§ Your instructions: Output exactly the lines from the one with "Target: tree" to the close of the records below, first and last included.
--
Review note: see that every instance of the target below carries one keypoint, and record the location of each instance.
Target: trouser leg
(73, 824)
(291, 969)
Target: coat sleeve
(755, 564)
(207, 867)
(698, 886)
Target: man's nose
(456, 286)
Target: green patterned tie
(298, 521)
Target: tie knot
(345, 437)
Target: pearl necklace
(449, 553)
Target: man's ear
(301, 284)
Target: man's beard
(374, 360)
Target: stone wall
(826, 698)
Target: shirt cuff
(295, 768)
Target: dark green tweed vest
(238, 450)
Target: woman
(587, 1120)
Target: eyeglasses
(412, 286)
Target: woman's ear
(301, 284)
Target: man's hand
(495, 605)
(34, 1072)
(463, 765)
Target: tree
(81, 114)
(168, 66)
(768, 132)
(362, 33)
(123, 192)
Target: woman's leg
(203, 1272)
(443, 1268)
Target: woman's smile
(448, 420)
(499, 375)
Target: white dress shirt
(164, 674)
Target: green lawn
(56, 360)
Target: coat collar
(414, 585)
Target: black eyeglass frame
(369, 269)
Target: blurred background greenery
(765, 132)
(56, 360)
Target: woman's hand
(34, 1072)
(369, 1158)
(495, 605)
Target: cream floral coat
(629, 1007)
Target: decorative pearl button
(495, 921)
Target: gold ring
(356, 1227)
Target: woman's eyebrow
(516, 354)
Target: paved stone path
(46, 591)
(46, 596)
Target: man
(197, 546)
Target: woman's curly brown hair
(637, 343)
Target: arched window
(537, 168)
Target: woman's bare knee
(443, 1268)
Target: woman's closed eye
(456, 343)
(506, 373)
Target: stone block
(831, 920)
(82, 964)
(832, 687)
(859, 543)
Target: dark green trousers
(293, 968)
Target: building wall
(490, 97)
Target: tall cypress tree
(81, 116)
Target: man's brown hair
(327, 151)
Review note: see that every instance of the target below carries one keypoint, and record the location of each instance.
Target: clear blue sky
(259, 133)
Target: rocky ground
--
§ Your response:
Target: tree
(81, 114)
(168, 66)
(768, 132)
(362, 33)
(123, 192)
Target: woman's leg
(203, 1272)
(443, 1268)
Target: woman's smile
(448, 420)
(499, 375)
Target: white dress shirt
(164, 674)
Target: green lawn
(56, 360)
Target: coat collar
(414, 585)
Target: black eyeglass frame
(369, 269)
Target: blurred background greenery
(765, 132)
(56, 360)
Target: woman's hand
(34, 1072)
(369, 1158)
(495, 605)
Target: cream floral coat
(629, 1007)
Target: decorative pearl button
(495, 921)
Target: gold ring
(356, 1227)
Target: woman's eyebrow
(516, 354)
Target: paved stone path
(46, 591)
(46, 596)
Target: man
(197, 546)
Target: woman's curly brown hair
(637, 343)
Target: arched window
(537, 168)
Target: woman's bare knee
(443, 1268)
Target: woman's closed eye
(456, 343)
(506, 373)
Target: stone block
(831, 920)
(82, 964)
(832, 687)
(859, 543)
Target: dark green trousers
(293, 968)
Target: building wall
(490, 97)
Target: tall cypress tree
(81, 116)
Target: man's brown hair
(327, 151)
Review note: see that every instance of the target below carries one keypoint, and record the location of each instance.
Target: clear blue sky
(259, 133)
Target: rocky ground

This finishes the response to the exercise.